**Given instruction:**
Count the lines in the material below that contain the string "white". Give only the number.

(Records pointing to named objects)
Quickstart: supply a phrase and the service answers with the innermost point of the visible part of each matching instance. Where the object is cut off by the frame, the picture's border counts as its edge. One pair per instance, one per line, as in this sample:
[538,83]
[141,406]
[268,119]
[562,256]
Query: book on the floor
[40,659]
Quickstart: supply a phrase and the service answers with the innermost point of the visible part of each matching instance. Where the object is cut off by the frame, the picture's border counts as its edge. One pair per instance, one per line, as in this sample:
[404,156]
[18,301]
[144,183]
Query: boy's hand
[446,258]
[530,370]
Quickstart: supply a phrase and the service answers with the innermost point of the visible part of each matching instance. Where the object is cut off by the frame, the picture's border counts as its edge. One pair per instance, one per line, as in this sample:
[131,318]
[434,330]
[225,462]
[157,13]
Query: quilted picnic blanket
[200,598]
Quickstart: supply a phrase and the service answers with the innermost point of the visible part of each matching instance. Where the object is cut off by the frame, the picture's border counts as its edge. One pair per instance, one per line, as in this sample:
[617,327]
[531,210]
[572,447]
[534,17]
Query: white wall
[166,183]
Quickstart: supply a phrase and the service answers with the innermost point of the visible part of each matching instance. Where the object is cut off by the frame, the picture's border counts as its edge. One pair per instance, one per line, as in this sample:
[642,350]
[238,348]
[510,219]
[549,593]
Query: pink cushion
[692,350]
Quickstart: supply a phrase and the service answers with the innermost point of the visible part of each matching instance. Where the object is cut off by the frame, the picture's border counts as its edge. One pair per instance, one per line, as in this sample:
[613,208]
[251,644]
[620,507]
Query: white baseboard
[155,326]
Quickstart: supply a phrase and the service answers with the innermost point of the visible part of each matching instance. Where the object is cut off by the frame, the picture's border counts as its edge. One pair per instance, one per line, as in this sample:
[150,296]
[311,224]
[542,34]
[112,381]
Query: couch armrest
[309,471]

**The result:**
2